— Problem details —
Please return each line in the listing below that contains the word "cloud".

[Dataset rows]
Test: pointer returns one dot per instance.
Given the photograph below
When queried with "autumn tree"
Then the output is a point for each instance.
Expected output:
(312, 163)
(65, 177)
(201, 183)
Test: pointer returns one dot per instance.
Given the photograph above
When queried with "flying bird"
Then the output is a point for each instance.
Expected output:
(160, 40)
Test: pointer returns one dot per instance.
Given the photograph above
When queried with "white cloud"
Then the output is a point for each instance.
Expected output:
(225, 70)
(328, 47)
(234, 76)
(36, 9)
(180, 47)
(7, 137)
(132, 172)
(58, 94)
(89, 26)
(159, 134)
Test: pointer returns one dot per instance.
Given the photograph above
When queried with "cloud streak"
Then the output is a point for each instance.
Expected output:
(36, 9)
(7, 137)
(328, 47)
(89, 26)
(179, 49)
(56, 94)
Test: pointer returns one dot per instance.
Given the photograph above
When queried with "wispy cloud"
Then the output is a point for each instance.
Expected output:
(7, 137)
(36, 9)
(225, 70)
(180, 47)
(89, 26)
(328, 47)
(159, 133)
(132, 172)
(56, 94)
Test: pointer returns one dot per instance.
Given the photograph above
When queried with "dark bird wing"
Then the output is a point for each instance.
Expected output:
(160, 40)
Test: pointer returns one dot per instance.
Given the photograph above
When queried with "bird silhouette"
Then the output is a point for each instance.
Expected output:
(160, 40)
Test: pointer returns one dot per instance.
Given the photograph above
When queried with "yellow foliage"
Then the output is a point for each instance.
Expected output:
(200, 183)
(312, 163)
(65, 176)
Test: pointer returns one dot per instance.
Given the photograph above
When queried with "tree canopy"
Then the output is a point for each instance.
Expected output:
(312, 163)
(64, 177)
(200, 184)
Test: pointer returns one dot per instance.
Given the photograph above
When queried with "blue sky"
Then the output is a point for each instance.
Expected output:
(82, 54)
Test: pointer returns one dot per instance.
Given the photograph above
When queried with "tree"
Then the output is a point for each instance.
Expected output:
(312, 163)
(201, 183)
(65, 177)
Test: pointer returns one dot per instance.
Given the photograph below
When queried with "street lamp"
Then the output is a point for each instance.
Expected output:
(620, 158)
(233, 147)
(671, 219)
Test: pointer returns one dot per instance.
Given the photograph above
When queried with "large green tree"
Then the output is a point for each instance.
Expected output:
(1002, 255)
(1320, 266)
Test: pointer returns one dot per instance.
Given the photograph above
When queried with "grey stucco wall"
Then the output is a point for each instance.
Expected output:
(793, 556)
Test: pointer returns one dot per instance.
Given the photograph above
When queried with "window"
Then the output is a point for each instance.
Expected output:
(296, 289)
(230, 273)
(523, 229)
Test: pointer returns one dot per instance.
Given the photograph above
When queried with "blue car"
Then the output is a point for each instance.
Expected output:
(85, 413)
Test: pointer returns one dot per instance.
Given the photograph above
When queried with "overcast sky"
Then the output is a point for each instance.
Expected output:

— Written answer —
When queried with "white cloud"
When queried with "cloud streak"
When queried with "wispy cloud"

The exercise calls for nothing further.